Lines of data
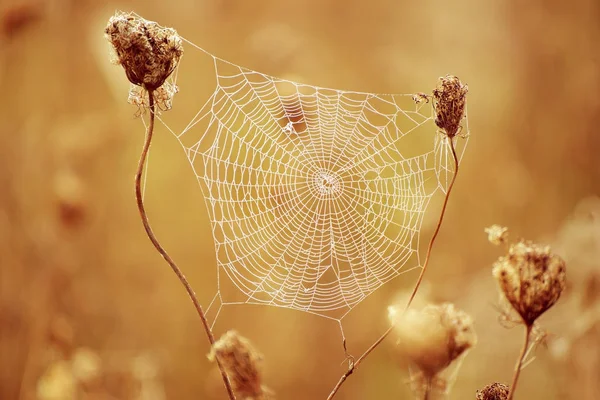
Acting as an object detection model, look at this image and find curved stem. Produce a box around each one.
[406,138,458,308]
[135,91,235,400]
[327,138,458,400]
[507,325,533,400]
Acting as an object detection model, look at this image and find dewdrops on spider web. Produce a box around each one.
[208,330,270,400]
[104,12,183,110]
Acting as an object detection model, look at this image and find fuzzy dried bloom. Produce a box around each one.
[485,224,508,246]
[394,303,477,379]
[104,12,183,92]
[492,241,566,326]
[433,75,469,139]
[208,331,266,400]
[476,382,509,400]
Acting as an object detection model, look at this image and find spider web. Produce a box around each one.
[148,33,468,323]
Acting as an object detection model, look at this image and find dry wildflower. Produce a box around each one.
[395,303,477,381]
[105,12,183,92]
[476,382,509,400]
[493,241,566,326]
[485,224,508,246]
[208,331,266,400]
[433,75,469,139]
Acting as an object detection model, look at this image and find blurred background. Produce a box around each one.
[0,0,600,400]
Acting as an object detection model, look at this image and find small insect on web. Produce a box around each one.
[130,15,468,328]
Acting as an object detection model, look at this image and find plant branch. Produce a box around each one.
[135,90,235,400]
[327,138,458,400]
[507,325,533,400]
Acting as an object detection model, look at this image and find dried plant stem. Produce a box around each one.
[423,378,431,400]
[406,138,458,308]
[327,138,458,400]
[135,91,235,400]
[507,324,533,400]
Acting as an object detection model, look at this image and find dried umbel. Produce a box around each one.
[476,382,509,400]
[433,75,469,139]
[395,303,477,380]
[208,331,266,400]
[485,224,508,246]
[105,12,183,92]
[492,241,566,326]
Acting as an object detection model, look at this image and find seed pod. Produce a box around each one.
[395,303,477,379]
[433,75,469,139]
[476,382,509,400]
[492,241,566,326]
[208,331,266,400]
[105,12,183,92]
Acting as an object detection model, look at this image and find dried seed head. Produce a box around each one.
[433,75,469,139]
[492,241,566,326]
[395,303,477,379]
[104,12,183,92]
[485,224,508,246]
[208,331,266,400]
[476,382,509,400]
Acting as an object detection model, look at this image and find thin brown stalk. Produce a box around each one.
[507,325,533,400]
[327,138,458,400]
[423,378,431,400]
[135,91,235,400]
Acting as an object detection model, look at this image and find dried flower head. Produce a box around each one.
[104,12,183,92]
[493,241,566,326]
[476,382,509,400]
[485,224,508,246]
[433,75,469,139]
[395,303,477,380]
[208,331,266,400]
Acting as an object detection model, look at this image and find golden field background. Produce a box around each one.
[0,0,600,400]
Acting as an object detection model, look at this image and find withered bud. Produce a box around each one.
[492,241,566,326]
[433,75,469,139]
[104,12,183,92]
[208,330,266,400]
[476,382,509,400]
[485,224,508,246]
[394,303,477,379]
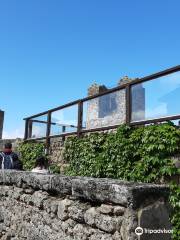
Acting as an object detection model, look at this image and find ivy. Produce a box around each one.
[64,123,180,240]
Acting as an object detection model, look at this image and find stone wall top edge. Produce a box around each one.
[0,170,169,206]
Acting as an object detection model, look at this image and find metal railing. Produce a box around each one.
[24,65,180,151]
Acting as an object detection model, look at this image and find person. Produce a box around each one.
[32,157,49,174]
[0,142,22,170]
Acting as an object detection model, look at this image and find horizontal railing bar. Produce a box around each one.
[24,100,81,120]
[24,65,180,120]
[25,115,180,141]
[29,119,77,128]
[130,115,180,126]
[130,65,180,85]
[81,124,120,133]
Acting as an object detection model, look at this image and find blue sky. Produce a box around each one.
[0,0,180,137]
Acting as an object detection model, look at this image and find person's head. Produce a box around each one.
[35,156,47,169]
[4,142,12,152]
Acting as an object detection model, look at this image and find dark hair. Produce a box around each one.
[35,156,47,169]
[4,142,12,149]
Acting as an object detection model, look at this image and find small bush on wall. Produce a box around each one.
[64,123,180,240]
[64,124,180,182]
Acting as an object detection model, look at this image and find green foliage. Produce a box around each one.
[49,164,60,174]
[64,123,180,240]
[18,142,45,171]
[64,124,180,182]
[170,184,180,240]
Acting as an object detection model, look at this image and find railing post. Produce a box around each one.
[24,119,29,140]
[28,120,33,138]
[77,101,83,137]
[126,84,131,125]
[46,111,51,154]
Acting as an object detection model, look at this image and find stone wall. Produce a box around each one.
[0,171,170,240]
[84,77,145,129]
[0,110,4,139]
[0,138,23,151]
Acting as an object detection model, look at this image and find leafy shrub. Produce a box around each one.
[170,184,180,240]
[64,124,180,182]
[64,123,180,240]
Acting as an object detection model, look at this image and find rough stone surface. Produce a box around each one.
[0,171,170,240]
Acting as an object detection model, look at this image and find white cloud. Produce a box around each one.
[146,103,168,119]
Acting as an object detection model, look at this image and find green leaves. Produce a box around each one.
[64,123,180,240]
[64,123,180,182]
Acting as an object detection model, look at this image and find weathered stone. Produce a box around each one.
[138,201,171,240]
[84,207,122,232]
[113,206,125,216]
[68,202,90,223]
[0,171,172,240]
[98,204,113,214]
[57,199,73,221]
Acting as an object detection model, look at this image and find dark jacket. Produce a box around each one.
[0,152,22,170]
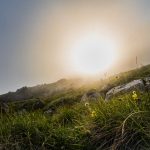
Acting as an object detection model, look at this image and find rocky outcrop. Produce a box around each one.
[81,89,101,102]
[105,78,145,100]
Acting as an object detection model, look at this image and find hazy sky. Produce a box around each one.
[0,0,150,94]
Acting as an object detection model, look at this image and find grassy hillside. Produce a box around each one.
[0,66,150,150]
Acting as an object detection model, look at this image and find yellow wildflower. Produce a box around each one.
[91,111,96,117]
[132,91,138,100]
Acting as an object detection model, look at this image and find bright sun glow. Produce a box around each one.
[73,34,117,74]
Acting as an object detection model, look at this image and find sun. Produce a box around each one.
[72,34,117,74]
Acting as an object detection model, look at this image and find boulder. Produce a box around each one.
[81,89,101,102]
[105,79,145,100]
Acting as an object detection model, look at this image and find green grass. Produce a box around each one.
[0,66,150,150]
[0,93,150,150]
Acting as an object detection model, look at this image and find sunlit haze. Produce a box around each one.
[0,0,150,94]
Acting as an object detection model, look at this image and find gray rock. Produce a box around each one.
[81,89,101,102]
[105,79,145,100]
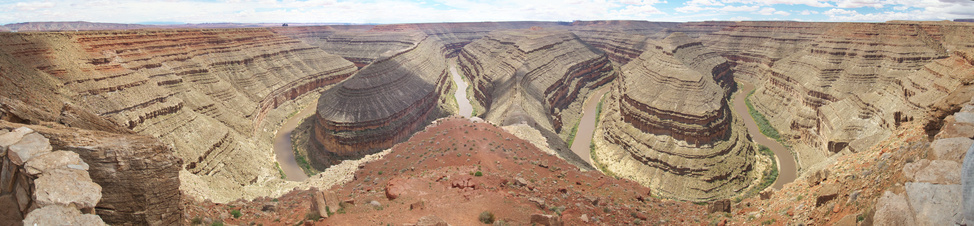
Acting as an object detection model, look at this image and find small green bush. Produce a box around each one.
[479,211,494,224]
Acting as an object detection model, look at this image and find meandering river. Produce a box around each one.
[571,86,609,165]
[734,82,798,189]
[274,99,318,181]
[450,65,473,117]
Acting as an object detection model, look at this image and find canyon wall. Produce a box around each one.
[592,33,760,201]
[309,32,453,166]
[740,22,974,167]
[0,29,356,200]
[458,29,616,168]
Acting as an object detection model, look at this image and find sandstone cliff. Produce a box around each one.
[740,23,971,170]
[592,33,760,201]
[458,30,615,168]
[0,121,183,225]
[310,33,453,166]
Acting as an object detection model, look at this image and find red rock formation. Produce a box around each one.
[592,33,758,201]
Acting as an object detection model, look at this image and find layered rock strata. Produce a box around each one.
[0,29,356,200]
[309,36,453,162]
[371,21,569,58]
[458,30,615,168]
[290,30,426,68]
[752,23,969,166]
[592,33,760,201]
[0,121,183,225]
[0,127,108,225]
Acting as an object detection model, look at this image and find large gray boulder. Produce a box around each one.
[34,169,101,213]
[4,133,53,166]
[24,205,107,225]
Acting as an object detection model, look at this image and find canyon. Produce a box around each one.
[0,21,974,225]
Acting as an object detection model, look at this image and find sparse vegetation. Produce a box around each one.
[304,211,321,221]
[478,211,494,224]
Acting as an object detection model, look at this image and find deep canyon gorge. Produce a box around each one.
[0,21,974,225]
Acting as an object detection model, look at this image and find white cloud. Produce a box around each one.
[13,2,54,11]
[836,0,885,8]
[720,5,761,12]
[822,9,859,16]
[723,0,832,7]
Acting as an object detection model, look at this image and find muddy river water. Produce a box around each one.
[572,86,609,165]
[571,83,798,189]
[274,99,318,181]
[734,82,798,189]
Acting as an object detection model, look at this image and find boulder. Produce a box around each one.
[805,169,829,186]
[34,169,101,213]
[7,133,53,166]
[906,182,962,225]
[761,188,774,200]
[311,192,338,218]
[24,205,107,225]
[386,178,405,200]
[709,199,730,213]
[0,127,34,154]
[416,215,450,226]
[913,160,961,184]
[531,214,562,226]
[409,200,426,210]
[0,195,24,225]
[24,151,88,177]
[930,137,974,162]
[873,191,917,225]
[815,184,839,206]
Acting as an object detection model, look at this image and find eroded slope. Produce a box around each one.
[593,33,761,201]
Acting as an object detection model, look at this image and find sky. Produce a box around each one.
[0,0,974,24]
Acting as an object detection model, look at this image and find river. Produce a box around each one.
[450,65,473,117]
[572,86,609,165]
[734,82,798,189]
[274,98,318,181]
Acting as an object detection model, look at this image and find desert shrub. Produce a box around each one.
[478,211,494,224]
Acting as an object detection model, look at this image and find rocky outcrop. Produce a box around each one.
[0,127,105,225]
[875,98,974,225]
[0,29,356,200]
[571,27,648,65]
[572,20,682,36]
[740,23,970,169]
[458,29,616,168]
[0,121,182,225]
[310,34,453,161]
[700,21,836,84]
[592,33,759,201]
[371,21,569,58]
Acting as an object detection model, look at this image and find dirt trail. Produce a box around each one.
[572,86,609,165]
[274,99,318,181]
[734,82,798,189]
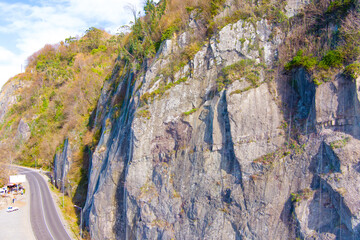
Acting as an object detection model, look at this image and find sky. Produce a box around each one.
[0,0,144,88]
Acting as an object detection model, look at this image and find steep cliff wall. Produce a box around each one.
[78,0,359,239]
[80,1,360,239]
[53,139,72,191]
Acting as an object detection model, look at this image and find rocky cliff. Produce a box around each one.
[0,0,360,239]
[81,1,360,239]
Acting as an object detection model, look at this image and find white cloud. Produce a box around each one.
[0,0,148,87]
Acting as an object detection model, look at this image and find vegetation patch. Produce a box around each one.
[140,77,187,105]
[182,108,197,116]
[344,62,360,80]
[216,59,266,91]
[137,109,151,119]
[330,137,350,149]
[291,188,314,203]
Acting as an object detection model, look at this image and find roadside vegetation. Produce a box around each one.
[0,0,360,236]
[279,0,360,85]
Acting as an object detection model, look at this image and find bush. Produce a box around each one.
[344,62,360,79]
[319,50,344,69]
[285,50,317,71]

Problem ▸
Copy the material word for word, from its first line up to and including the line with "[130,15,468,328]". Omit the pictures.

Task output ▸
Acting as an object detection model, look at this image and find curved stem. Produce a box around each one.
[406,138,458,308]
[135,91,235,400]
[327,138,458,400]
[507,325,533,400]
Acting as an object detection model, look at this image and find dewdrops on spider web. Produce a box around each one.
[208,330,270,400]
[104,12,183,110]
Acting as an object detection model, look at this image and find fuzzy dried bloom. Produce a box around each one.
[485,224,508,246]
[394,303,477,379]
[104,12,183,92]
[492,241,566,326]
[433,75,469,139]
[208,331,266,400]
[476,382,509,400]
Acting as an object detection model, look at this image and find spider web. Produce a box around each one.
[148,33,468,323]
Acting as an object detection model, look at this image and find dry wildflower. Produce a box around each one.
[395,303,477,381]
[105,12,183,92]
[476,382,509,400]
[493,241,566,326]
[485,224,508,246]
[208,331,266,400]
[433,75,469,139]
Acting as an object detection model, look at this image and find blurred background. Produce a box around each one.
[0,0,600,400]
Acting as an object detection model, look at this image and find small insect on web. Produce a box around each one.
[130,15,468,328]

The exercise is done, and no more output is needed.